----- DATA FOR THE TASK -----
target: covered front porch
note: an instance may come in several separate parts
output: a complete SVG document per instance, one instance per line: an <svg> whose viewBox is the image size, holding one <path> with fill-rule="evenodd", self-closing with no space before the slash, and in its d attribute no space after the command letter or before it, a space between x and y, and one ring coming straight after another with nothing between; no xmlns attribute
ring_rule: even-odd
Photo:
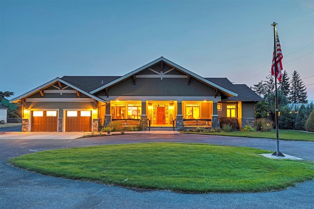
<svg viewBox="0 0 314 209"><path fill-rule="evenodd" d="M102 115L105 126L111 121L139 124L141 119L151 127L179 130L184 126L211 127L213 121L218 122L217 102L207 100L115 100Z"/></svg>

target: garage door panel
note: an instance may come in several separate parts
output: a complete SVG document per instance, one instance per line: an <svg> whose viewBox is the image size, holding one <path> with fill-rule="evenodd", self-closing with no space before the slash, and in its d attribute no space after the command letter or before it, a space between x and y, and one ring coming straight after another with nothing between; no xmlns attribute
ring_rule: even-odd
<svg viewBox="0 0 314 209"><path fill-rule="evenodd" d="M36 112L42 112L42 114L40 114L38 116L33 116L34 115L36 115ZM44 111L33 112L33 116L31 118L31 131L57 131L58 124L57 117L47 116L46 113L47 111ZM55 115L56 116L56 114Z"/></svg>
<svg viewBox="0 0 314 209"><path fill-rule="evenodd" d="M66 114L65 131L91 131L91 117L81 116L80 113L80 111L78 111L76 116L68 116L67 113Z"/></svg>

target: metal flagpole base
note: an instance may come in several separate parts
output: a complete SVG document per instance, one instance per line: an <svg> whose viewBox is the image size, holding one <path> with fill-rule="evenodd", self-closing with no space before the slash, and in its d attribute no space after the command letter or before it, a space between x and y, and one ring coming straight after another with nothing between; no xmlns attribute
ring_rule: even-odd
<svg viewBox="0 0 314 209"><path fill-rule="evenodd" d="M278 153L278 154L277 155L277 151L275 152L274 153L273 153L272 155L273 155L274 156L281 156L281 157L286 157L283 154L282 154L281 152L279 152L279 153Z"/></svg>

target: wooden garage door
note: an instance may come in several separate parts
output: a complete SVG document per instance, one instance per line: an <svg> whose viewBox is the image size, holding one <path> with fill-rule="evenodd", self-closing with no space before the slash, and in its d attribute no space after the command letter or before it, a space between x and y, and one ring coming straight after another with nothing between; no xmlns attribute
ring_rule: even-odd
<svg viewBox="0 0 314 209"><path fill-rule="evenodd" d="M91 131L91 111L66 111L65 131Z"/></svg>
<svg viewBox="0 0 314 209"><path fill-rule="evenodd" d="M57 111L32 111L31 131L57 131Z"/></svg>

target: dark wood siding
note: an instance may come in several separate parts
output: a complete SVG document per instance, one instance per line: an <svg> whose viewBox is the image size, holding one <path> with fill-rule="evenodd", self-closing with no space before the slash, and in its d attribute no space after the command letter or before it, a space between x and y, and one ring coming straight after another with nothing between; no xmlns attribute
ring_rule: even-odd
-----
WHAT YOU SHOULD DO: Give back all of the rows above word for word, leaving out the pictures.

FINAL ANSWER:
target: covered front porch
note: an instance may come in several separate parts
output: a complete SVG document per instance, one instance per line: an <svg> whose viewBox is the image size, holding one <path> with fill-rule="evenodd", self-closing with no space before the slash, and in its d attribute no space after the command letter or before it, a space between x and y, and one ring coming straight after another with nothing between; no xmlns attribute
ring_rule: even-odd
Photo:
<svg viewBox="0 0 314 209"><path fill-rule="evenodd" d="M102 115L105 126L111 121L139 124L141 119L151 127L179 130L184 126L211 127L213 121L218 122L217 102L207 100L115 100Z"/></svg>

target: garage door panel
note: an instance may come in several separate parts
output: a complete SVG document per instance, one instance per line: an <svg> whose viewBox is the image size, holding one <path> with fill-rule="evenodd", self-closing with no space before the slash, and in its d attribute no space after the command letter or before it, a space between x and y, and one ring coming straight after another with nothing between; no xmlns attribute
ring_rule: even-odd
<svg viewBox="0 0 314 209"><path fill-rule="evenodd" d="M36 112L42 112L42 114L40 114L38 116L33 116L34 115L36 115ZM44 111L33 112L33 116L31 118L31 131L57 131L58 124L57 117L47 116L46 113L47 111ZM55 115L56 116L56 114Z"/></svg>
<svg viewBox="0 0 314 209"><path fill-rule="evenodd" d="M66 114L65 131L91 131L91 117L81 116L80 113L80 111L78 111L76 116L68 116L67 113Z"/></svg>

target: metal flagpole base
note: an instance may come in several separate parts
output: a complete SVG document per instance, one instance per line: an <svg> whose viewBox is the image size, holding one <path> with fill-rule="evenodd", self-closing with no space before the slash, and in its d attribute no space after the command letter or before it, a space between x and y, and one ring coming straight after another with nothing between; no xmlns attribute
ring_rule: even-odd
<svg viewBox="0 0 314 209"><path fill-rule="evenodd" d="M278 153L278 154L277 155L277 151L275 152L274 153L273 153L272 155L273 155L274 156L281 156L281 157L286 157L283 154L282 154L281 152L279 152L279 153Z"/></svg>

target: wooden garage door
note: an instance may come in several separate parts
output: a complete SVG document per instance, one instance per line: an <svg> whose viewBox is the image size, holding one <path> with fill-rule="evenodd", self-closing with no space before the slash, and in its d attribute no space after the command letter or before it, a space between x and y, and one ring coming straight after another with nothing between; no xmlns attribute
ring_rule: even-odd
<svg viewBox="0 0 314 209"><path fill-rule="evenodd" d="M91 131L91 111L66 111L65 131Z"/></svg>
<svg viewBox="0 0 314 209"><path fill-rule="evenodd" d="M57 111L32 111L31 131L57 131Z"/></svg>

target: dark wood siding
note: an instance may come in several separate parts
output: a complete SVG document per instance, one instance per line: an <svg> whose viewBox is the image size, holding one <path> with fill-rule="evenodd", self-closing with no space before the slash, and in its d attribute no space after the command letter or before it, a space between x and y, and one ring coming straight after another with nothing between; no xmlns attribute
ring_rule: even-odd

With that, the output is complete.